** START Extracted information **
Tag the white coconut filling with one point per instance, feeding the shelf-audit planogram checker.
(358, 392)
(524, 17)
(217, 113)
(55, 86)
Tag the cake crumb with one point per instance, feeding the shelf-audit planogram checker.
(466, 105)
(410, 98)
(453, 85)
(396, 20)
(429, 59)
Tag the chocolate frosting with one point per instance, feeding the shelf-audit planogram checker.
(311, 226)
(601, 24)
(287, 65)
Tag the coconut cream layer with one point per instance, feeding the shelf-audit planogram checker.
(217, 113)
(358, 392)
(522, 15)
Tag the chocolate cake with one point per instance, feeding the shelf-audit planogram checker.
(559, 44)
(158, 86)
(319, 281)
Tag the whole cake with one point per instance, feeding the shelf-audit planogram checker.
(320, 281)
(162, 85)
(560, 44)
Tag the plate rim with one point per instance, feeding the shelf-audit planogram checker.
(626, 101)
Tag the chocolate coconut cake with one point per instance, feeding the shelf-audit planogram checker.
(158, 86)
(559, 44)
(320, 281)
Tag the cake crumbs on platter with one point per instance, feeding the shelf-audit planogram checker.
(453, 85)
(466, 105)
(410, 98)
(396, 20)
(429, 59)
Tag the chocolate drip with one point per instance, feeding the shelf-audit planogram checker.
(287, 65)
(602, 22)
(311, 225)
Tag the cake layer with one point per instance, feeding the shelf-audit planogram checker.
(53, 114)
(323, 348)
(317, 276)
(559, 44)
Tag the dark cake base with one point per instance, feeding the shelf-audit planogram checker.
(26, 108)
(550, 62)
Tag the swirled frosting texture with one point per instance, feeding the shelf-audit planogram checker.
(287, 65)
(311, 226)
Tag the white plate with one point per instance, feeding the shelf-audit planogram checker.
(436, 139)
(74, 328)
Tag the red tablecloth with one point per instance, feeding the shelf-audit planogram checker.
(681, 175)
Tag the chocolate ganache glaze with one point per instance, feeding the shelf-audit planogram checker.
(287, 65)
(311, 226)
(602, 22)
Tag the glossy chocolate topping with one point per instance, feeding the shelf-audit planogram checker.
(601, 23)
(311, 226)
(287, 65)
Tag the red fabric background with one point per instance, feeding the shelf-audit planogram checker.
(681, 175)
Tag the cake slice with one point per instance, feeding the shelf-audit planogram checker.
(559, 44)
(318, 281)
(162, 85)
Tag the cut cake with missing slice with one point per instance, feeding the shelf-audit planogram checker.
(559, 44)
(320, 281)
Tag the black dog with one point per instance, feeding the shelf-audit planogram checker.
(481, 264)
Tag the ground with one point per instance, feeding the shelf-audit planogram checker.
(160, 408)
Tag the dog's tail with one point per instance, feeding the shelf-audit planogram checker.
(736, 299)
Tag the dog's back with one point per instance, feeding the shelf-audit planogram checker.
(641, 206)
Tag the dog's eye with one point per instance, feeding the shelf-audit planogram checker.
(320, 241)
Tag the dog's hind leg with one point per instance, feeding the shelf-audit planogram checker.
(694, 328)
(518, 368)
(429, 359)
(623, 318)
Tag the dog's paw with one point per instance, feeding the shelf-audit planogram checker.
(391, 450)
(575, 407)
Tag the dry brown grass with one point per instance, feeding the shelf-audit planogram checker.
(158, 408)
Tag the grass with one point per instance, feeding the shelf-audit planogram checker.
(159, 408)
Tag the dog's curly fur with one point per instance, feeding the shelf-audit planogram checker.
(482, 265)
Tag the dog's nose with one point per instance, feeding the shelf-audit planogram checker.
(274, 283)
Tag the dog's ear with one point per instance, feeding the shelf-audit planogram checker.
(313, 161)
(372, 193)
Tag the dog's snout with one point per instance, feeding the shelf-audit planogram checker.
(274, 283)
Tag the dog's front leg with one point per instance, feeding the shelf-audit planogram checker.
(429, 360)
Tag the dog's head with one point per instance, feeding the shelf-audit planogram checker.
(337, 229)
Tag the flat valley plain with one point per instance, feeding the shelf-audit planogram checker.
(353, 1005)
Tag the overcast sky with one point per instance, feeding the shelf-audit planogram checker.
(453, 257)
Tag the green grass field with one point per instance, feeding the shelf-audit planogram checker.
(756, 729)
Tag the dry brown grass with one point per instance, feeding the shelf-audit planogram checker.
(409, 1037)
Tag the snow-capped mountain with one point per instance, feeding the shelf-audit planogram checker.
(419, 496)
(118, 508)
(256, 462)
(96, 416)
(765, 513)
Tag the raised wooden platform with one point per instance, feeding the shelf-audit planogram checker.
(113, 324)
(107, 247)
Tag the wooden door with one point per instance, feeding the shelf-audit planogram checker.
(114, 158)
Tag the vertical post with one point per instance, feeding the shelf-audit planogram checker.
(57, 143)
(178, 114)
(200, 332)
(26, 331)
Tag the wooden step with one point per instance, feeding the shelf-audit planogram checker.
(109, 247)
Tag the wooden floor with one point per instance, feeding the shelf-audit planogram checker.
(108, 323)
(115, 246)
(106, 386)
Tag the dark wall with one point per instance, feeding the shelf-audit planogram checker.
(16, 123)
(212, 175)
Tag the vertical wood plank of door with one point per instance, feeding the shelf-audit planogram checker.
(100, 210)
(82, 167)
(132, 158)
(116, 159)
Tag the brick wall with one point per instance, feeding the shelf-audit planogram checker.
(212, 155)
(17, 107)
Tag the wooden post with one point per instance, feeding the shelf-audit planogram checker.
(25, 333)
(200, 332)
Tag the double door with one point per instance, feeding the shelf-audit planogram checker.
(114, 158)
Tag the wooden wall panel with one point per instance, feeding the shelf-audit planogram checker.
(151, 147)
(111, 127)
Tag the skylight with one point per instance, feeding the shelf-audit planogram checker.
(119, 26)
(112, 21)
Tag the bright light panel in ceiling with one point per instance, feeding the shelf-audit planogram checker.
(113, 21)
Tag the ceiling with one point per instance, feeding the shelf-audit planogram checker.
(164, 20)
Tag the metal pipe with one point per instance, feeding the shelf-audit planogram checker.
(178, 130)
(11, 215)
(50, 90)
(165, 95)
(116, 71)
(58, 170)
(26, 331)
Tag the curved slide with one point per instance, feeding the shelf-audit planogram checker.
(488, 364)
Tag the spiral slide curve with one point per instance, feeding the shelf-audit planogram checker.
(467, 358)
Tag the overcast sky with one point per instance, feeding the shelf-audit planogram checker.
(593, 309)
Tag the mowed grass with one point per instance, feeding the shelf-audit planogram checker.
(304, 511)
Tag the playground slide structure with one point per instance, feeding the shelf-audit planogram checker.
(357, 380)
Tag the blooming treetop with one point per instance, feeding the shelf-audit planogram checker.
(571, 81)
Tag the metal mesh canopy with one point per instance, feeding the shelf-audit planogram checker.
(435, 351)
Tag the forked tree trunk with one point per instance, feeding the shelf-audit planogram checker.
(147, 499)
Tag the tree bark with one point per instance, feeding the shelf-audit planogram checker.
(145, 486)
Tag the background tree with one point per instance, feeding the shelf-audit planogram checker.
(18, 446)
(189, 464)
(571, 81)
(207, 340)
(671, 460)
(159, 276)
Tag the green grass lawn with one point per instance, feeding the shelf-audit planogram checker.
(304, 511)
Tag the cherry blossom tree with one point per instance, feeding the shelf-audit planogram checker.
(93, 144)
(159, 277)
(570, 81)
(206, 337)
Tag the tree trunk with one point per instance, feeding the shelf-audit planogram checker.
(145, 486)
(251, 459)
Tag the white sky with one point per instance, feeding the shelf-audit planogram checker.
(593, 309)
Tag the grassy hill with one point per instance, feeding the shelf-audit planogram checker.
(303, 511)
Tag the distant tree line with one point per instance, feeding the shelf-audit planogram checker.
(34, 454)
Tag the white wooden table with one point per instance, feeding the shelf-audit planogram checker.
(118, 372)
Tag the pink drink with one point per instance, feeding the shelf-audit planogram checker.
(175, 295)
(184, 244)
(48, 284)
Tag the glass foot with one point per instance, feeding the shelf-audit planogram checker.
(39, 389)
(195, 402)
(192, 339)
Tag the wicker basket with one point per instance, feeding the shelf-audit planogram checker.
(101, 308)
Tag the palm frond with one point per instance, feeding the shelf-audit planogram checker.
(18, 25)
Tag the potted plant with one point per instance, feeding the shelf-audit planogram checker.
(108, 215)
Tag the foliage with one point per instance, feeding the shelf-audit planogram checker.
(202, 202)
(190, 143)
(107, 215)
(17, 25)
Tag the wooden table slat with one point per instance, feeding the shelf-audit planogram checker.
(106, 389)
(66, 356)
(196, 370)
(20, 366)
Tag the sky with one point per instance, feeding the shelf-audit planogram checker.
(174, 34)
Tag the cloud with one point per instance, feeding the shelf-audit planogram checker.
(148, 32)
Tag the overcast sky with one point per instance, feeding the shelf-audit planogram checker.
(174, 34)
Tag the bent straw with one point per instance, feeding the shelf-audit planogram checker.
** END Extracted information **
Extract the closing run of lines, starting with the one containing "Tag the background" and ending at the last, exactly as written.

Tag the background tree with one point per instance, feeding the shelf-audit planogram checker.
(18, 446)
(189, 464)
(571, 81)
(207, 340)
(671, 460)
(159, 276)
Tag the green grass lawn with one point per instance, feeding the shelf-audit planogram checker.
(304, 511)
Tag the cherry blossom tree with one point per instance, feeding the shelf-audit planogram checker.
(93, 144)
(159, 277)
(570, 81)
(206, 337)
Tag the tree trunk with one point per instance, feeding the shelf-audit planogram checker.
(145, 486)
(251, 459)
Tag the white sky with one point per instance, feeding the shelf-audit planogram checker.
(593, 309)
Tag the grassy hill with one point per instance, feeding the shelf-audit planogram checker.
(303, 511)
Tag the distant tree line with one point per instance, feeding the shelf-audit planogram checker.
(34, 454)
Tag the white wooden table with one point per instance, feeding the shelf-audit planogram checker.
(118, 372)
Tag the pink drink with one point per instance, feeding the shelf-audit planogram checker.
(175, 295)
(184, 244)
(48, 284)
Tag the glass foot with one point per instance, feeding the shelf-audit planogram checker.
(39, 389)
(195, 402)
(192, 339)
Tag the wicker basket with one point per instance, feeding the shelf-audit planogram checker.
(101, 308)
Tag the palm frond with one point per instance, feeding the shelf-audit planogram checker.
(18, 25)
Tag the potted plant with one point per instance, feeding the shelf-audit planogram checker.
(108, 215)
Tag the foliage with one point per instance, feeding the shelf-audit planogram checker.
(202, 202)
(190, 143)
(107, 215)
(17, 25)
Tag the wooden table slat with one point per instance, feeding the shelf-audit planogram checker.
(106, 389)
(66, 356)
(196, 370)
(20, 366)
Tag the sky with one point per instance, feeding the shelf-audit planogram checker.
(174, 34)
Tag the cloud with one point per instance, feeding the shelf-audit planogram checker.
(148, 32)
Tag the overcast sky with one point per instance, feeding the shelf-audit planogram checker.
(174, 34)
Tag the bent straw with one point per instance, feeding the shelf-audit planogram checker.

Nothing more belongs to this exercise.